> [GIVEN TEXT]
#####
The launch vehicle for Sunny Deol's son only has picturesque visuals to offer. 

The first half of actor-director Sunny Deol’s Pal Pal Dil Ke Paas (2019) takes place in Shimla and its neighbouring areas. The film is a launch pad for his son Karan Deol and actress Sahher Bambba. For some reason, their onscreen characters are also known as Karan and Saher. Why look for other names when their real names are so filmi

Karan lives with the pain of losing his parents in an avalanche when he was a child. He grows up and owns a place where tourists can stay and go for trekking and other adventure sports. He is happy with his simple life except some bouts of sadness on his parents’ untimely deaths. 

Karan’s life takes a turn when Saher lands up at his trekking camp. She is a vlogger [video blogger] working for a content agency, and is known for giving mostly negative reviews of places she reviews. Saher was all set to do the same when she begins trekking but develops a change of heart by the time her trip ends as she and Karan start liking each other. 

The visuals of Shimla and its neighbouring hills are breathtaking in almost every frame, be it the tall snow peaks or the gently flowing river. What makes the visuals more appealing are the realistic, and at times, exciting scenes of trekking and mountain climbing involving Karan and Saher’s characters.

The reason for stressing this point is that beyond this, nothing happens in the first half in terms of story development except that the two leads start liking each other. Of course, these moments would have been better without the constant screams of Bambba’s character. But then, she turns out to be a much better performer than her co-star, the newest star kid in town. 

Karan Deol has an impressive physique needed to be a mainstream hero in commercial films. But his acting skills in terms of expressions and dialogue delivery are poor to say the least. He needs massive improvement. 

Akash Ahuja is another newcomer in the film. Although he is completely believable as an out-and-out bad guy, he overacts on few occasions. If only he could have adopted more subtlety by transferring few expressions to Karan, life would have been better for the viewers. 

The acts of senior cast like Sachin Khedekar, Meghna Malik, Simone Singh and the actress who plays Bambba’s grandmother fall in the positive zone. 

However, even if the junior Deol had acted convincingly, it wouldn’t have helped the film much. If the first half was lazy [minus the visuals], the narrative becomes messy and silly post-interval.
#####
> [WHAT YOU NEED TO DO]
**A)** Shorten the paragraph beginning "Karan’s life takes a turn" in the Pal Pal Dil Ke Paas review into a brief list that keeps its main facts.
**B)** In the Pal Pal Dil Ke Paas review, where does the first half of the film take place?
**C)** Pull out the section of the Pal Pal Dil Ke Paas review from "Akash Ahuja is" up to and including "for the viewers.".
The records that come next have nothing to do with the review above.

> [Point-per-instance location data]
#####
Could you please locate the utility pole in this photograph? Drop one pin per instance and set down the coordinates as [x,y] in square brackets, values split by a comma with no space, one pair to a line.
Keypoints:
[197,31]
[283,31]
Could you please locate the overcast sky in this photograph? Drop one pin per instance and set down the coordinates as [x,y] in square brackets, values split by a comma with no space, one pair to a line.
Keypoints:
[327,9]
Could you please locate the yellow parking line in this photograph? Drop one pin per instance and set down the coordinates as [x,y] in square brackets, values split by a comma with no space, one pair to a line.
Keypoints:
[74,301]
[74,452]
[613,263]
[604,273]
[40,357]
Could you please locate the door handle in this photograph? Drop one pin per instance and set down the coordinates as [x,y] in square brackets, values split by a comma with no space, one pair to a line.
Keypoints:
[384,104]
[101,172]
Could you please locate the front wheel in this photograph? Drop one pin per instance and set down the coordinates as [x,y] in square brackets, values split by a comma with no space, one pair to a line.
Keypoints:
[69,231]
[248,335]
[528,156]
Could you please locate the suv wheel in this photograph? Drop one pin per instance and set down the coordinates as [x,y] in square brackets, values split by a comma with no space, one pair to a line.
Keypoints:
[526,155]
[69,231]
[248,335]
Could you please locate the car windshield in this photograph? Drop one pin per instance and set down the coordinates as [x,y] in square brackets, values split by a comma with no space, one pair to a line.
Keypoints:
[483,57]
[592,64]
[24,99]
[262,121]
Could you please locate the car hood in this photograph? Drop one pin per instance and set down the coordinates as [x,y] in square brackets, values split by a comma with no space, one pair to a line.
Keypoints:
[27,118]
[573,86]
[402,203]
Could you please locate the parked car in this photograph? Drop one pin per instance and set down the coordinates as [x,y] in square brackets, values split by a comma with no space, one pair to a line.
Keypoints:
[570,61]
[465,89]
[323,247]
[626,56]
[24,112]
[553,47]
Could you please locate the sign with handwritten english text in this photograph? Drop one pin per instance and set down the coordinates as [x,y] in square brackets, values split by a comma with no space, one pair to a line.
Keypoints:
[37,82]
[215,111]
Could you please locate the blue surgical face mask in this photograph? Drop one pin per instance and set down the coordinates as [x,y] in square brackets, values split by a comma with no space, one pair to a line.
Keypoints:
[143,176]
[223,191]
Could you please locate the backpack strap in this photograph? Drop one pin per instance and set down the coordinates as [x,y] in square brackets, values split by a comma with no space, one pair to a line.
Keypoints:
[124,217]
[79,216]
#####
> [SOLUTIONS BELOW]
**A)**
- Saher arrives at Karan's trekking camp, which changes his life.
- She is a vlogger for a content agency, known for mostly negative reviews of places.
- She plans to do the same here, but by the end of the trip she has a change of heart as she and Karan start liking each other.

**B)** In Shimla and its neighbouring areas.

**C)**
Akash Ahuja is another newcomer in the film. Although he is completely believable as an out-and-out bad guy, he overacts on few occasions. If only he could have adopted more subtlety by transferring few expressions to Karan, life would have been better for the viewers.